THE REQUEST =
Report every line in the records that follows containing the string "below", and treat case as significant when matching.

DATA PROVIDED =
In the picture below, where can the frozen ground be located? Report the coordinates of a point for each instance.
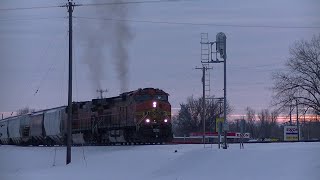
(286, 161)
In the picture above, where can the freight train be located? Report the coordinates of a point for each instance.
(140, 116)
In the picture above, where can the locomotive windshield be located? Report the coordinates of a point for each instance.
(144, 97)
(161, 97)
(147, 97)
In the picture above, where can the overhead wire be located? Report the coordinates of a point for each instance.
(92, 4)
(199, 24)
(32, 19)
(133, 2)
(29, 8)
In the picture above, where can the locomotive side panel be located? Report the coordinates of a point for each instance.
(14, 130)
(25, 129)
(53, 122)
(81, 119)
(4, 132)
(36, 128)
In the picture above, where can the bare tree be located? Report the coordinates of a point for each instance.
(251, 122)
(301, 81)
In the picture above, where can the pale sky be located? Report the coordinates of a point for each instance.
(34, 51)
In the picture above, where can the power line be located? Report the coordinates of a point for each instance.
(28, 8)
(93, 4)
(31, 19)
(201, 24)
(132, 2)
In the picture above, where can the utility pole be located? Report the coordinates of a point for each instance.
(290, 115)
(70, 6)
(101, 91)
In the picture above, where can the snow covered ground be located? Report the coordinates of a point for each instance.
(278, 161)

--

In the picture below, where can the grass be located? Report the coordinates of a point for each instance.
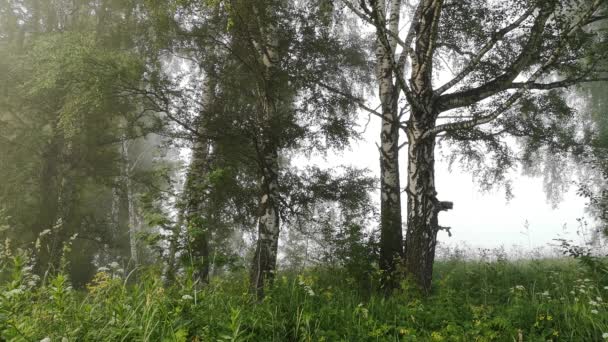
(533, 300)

RESULT OF THIS TASK =
In the picture below, where can the frozen ground be located? Report the coordinates of a point for each instance.
In the picture below, where can the grass be located? Report the coordinates of a point for each instance.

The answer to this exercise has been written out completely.